━━━ Input material ━━━

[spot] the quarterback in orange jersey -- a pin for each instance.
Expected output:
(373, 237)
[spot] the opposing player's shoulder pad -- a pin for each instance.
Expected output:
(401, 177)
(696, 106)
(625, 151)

━━━

▶ **What needs to be done**
Please write out every line of the records again, requests included, and scale each coordinate in the answers by 2.6, rounding to the nearest whole number with halves going up.

▶ **Exercise result**
[spot] the quarterback in orange jersey -- a pin for each instance.
Expected output:
(970, 616)
[spot] the opposing player's shoulder pad -- a pin for each instance.
Expected output:
(1043, 460)
(1810, 276)
(1625, 393)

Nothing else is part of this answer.